■ Énoncé du problème ■
Indiquez s'il vous plaît si chacune des affirmations (a), (b) et (c) concorde avec le passage cité ci-dessous : (a) La Tunisie est en avance sur le reste du monde en matière de numérisation ; (b) l'Institut Tunisien des Études Stratégiques a publié son rapport un mercredi ; (c) les Tunisiens vivent encore beaucoup avec le papier et le présentiel. Répondez par oui ou par non pour chacune, en citant à l'identique les mots décisifs du passage cité.

---------- Passage cité ----------

Avec la crise COVID est arrivée une vague de numérisation généralisée. Le monde est passé à la version numérique : télétravail, cours à distance, procédures administratives en ligne et explosion des outils de communication en ligne. Pourtant, la Tunisie accuse un retard par rapport au reste du monde à ce niveau-là. Les Tunisiens, pour de nombreuses raisons, vivent encore beaucoup avec le papier et le présentiel.
L’Institut Tunisien des Études Stratégiques a publié mercredi la deuxième partie de son rapport “La Tunisie face à la Covid-19 à l’horizon 2025” avec pour thème “Le numérique pour renforcer les services administratifs et assurer le sauvetage de l’économie nationale”. Dans ce rapport, une partie est consacrée au facteurs de blocage à la numérisation.
Quelles sont les raisons ?

---------- Données à examiner ----------

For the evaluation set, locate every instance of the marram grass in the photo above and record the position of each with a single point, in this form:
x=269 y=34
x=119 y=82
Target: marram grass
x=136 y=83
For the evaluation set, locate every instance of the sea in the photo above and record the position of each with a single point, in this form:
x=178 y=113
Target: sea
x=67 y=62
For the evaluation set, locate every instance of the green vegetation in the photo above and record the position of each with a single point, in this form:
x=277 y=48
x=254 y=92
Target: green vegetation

----------

■ Réponse ci-dessous ■
(a) Non : « la Tunisie accuse un retard par rapport au reste du monde à ce niveau-là ».
(b) Oui : « a publié mercredi la deuxième partie de son rapport ».
(c) Oui : « vivent encore beaucoup avec le papier et le présentiel ».